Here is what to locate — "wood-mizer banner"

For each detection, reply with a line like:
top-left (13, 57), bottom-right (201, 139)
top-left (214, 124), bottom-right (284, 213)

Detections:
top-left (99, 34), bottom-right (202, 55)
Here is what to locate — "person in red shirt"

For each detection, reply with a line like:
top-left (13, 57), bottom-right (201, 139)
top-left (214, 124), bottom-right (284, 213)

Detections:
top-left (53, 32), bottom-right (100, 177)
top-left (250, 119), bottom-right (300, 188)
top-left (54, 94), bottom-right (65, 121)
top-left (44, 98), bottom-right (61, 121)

PROBLEM REQUIREMENTS -
Copy the lines above word for word.

ANSWER TO THE PROBLEM -
Here is what to locate — "wood-mizer banner"

For each detection, reply with a line like:
top-left (13, 57), bottom-right (201, 139)
top-left (214, 124), bottom-right (284, 213)

Detections:
top-left (99, 34), bottom-right (202, 55)
Here is what to locate — "person in red shirt"

For each detection, reply with a line like:
top-left (13, 57), bottom-right (201, 139)
top-left (214, 124), bottom-right (284, 213)

Detections:
top-left (53, 32), bottom-right (100, 177)
top-left (250, 119), bottom-right (300, 188)
top-left (54, 94), bottom-right (65, 121)
top-left (44, 98), bottom-right (61, 121)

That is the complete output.